Provided records =>
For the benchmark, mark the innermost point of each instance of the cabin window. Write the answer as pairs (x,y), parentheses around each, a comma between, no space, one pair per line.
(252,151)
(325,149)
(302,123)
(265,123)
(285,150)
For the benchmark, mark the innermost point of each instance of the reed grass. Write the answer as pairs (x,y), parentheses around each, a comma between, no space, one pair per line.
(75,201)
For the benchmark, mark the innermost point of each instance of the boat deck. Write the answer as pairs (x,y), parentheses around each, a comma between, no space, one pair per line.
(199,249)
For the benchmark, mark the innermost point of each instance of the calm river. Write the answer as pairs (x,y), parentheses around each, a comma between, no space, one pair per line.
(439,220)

Exercise details => Rewrite everything from the line containing "of the boat" down to the last of the lines, changing "innermost" to "central" and keeping all else the same.

Solved problem =>
For the benchmark, mark the central point of each instance of the boat deck. Write the answer as pairs (x,y), parentheses around each, a comma between, no space, one pair per line.
(199,249)
For the benchmark, mark the central point of each instance of the calm river. Write the answer as pairs (x,y), parentheses around each, a comma between, no space, one pair per line.
(439,220)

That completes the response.